Megan Kufeld

Personal information
- Full name: Megan Nicole Kufeld
- Date of birth: March 25, 1993 (age 33)
- Place of birth: Fremont, California, United States
- Height: 5 ft 8 in (1.73 m)
- Position: Goalkeeper

College career
- Years: Team / Apps / (Gls)
- 2011–2015: Washington Huskies / 67 / (0)

Senior career*
- Years: Team / Apps / (Gls)
- 2012–2014: Seattle Sounders
- 2016: Sundsvalls DFF / 1 / (0)
- 2017: Medkila IL / 1 / (0)

International career
- 2009: United States U17
- 2012: United States U20
- 2012–2014: United States U23

= Megan Kufeld =

American soccer player (born 1993)

Megan Nicole Kufeld (born March 25, 1993) is an American former soccer goalkeeper who played for Medkila IL of the Norwegian Toppserien. She previously represented Sundsvalls DFF of the Swedish Elitettan and Seattle Sounders Women in the United Soccer Leagues W-League.

==Early life==
Born in Fremont, California to Melinda and Bob Kufeld, Megan attended Washington High School where she was her class valedictorian and received honors from her school's science department.

=== University of Washington Huskies, 2011–2015 ===
Kufeld attended the University of Washington where she majored in biology with a focus on molecular and cellular biology. She was named a UW President's Medalist for her academic achievement during her sophomore year. She committed to play for the Washington Huskies women's soccer team for 2011 and redshirted for the season.

During her senior season in 2015, she was twice-named Pac-12 Conference Goalkeeper of the Week. In September of the same year, she tied and later broke the school's shutout record previously held by Hope Solo.

Saved entries:
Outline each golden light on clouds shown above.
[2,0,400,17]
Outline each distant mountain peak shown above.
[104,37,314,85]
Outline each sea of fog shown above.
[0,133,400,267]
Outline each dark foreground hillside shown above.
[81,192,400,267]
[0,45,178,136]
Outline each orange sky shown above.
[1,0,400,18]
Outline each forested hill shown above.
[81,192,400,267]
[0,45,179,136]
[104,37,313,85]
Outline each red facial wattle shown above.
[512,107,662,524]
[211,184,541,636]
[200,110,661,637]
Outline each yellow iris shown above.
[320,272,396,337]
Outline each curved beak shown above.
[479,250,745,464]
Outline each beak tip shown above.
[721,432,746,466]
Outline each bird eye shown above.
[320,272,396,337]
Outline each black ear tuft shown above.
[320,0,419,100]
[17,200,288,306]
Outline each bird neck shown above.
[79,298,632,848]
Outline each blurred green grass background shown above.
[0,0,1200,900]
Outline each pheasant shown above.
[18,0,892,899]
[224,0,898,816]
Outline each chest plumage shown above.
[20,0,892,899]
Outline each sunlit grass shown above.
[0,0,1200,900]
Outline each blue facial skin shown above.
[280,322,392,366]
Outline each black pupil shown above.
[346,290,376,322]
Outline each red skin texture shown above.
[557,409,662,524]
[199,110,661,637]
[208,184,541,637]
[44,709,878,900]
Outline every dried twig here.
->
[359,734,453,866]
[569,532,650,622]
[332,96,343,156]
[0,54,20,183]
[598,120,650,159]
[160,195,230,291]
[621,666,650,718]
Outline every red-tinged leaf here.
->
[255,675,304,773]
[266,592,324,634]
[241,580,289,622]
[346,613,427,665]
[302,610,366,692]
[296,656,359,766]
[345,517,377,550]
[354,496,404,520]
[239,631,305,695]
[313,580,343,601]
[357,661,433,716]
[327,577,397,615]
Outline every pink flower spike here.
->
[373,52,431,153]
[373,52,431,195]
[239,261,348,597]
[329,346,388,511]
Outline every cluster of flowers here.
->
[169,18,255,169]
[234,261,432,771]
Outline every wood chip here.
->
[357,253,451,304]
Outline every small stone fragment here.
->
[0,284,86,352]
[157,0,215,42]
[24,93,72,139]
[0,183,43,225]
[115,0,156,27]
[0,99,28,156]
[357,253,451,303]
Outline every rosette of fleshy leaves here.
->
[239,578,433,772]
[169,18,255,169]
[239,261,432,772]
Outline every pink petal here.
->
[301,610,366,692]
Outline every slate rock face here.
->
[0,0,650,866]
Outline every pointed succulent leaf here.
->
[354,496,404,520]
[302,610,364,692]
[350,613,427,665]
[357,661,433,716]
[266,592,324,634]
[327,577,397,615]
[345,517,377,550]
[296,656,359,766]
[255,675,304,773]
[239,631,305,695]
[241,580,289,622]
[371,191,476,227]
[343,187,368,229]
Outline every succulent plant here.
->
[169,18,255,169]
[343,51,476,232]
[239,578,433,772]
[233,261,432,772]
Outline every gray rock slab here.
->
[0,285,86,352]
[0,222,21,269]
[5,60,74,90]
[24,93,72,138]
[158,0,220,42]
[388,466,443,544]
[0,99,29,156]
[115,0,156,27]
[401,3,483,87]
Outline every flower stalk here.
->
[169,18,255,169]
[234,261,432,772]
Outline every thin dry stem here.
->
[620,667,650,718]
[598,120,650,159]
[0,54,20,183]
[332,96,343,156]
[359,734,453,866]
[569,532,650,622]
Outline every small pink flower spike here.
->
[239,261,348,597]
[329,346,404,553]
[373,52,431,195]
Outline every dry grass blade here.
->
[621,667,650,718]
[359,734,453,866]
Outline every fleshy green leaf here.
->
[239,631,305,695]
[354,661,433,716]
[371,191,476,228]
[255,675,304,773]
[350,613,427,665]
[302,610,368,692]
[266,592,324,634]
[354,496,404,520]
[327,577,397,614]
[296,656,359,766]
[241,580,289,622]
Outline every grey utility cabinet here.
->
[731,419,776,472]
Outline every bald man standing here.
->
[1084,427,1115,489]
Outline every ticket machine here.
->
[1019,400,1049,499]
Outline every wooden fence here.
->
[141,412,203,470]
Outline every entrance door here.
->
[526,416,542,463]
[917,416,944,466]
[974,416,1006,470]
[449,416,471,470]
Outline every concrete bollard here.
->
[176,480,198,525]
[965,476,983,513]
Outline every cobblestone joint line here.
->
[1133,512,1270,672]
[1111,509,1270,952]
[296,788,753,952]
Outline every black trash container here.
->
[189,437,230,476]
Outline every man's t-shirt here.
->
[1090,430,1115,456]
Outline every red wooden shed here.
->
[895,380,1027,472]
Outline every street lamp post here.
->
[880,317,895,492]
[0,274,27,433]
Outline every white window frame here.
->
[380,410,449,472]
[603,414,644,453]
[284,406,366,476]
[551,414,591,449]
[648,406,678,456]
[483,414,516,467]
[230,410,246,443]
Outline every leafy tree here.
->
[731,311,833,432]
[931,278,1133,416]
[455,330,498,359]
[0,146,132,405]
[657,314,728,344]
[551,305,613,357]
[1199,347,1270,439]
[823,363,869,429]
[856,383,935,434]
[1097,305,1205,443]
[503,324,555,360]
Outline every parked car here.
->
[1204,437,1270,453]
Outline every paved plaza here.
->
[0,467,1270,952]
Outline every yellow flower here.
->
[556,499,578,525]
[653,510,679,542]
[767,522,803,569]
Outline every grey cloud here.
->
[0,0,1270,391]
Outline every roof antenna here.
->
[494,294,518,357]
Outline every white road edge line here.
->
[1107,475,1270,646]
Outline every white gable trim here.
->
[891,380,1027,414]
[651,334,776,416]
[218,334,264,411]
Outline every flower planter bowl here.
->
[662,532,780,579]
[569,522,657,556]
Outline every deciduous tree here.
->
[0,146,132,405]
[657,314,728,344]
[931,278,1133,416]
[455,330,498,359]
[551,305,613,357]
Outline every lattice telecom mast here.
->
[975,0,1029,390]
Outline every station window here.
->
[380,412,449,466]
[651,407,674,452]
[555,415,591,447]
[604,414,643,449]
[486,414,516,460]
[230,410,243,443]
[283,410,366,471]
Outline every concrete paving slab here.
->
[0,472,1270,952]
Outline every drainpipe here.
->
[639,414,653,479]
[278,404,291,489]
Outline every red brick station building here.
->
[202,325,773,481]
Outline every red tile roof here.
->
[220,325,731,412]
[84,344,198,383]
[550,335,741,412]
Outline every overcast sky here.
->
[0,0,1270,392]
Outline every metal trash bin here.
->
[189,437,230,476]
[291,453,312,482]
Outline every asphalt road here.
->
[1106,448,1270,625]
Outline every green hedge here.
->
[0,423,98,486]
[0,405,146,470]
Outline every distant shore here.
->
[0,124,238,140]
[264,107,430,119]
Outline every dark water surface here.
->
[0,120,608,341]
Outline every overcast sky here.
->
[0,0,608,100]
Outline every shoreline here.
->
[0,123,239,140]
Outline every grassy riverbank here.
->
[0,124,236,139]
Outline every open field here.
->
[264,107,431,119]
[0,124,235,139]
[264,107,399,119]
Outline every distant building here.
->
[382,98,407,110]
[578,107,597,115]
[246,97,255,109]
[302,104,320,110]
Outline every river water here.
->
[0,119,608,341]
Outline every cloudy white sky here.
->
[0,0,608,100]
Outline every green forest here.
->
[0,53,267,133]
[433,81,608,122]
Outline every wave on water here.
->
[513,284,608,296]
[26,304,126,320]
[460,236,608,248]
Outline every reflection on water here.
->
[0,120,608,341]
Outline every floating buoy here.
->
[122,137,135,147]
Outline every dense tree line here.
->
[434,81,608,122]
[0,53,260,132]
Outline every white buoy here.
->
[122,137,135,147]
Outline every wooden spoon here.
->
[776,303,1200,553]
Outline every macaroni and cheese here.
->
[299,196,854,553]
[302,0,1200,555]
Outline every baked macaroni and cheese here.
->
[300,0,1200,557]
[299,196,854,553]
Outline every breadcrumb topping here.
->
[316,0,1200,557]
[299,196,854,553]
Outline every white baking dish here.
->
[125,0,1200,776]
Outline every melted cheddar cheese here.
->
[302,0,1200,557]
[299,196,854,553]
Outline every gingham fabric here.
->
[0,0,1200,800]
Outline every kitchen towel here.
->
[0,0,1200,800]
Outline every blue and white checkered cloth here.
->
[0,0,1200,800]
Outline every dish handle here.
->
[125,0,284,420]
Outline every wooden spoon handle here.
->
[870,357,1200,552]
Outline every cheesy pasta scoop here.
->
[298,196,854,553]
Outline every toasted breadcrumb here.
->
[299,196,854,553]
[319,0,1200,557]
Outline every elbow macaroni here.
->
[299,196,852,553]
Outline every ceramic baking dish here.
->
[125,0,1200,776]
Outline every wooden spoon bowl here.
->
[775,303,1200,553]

DIRECTIONS FOR THIS TASK:
In the Megan Kufeld article, whose shutout record did she tie and later break in September 2015?

WRITTEN REPLY:
Hope Solo's school shutout record.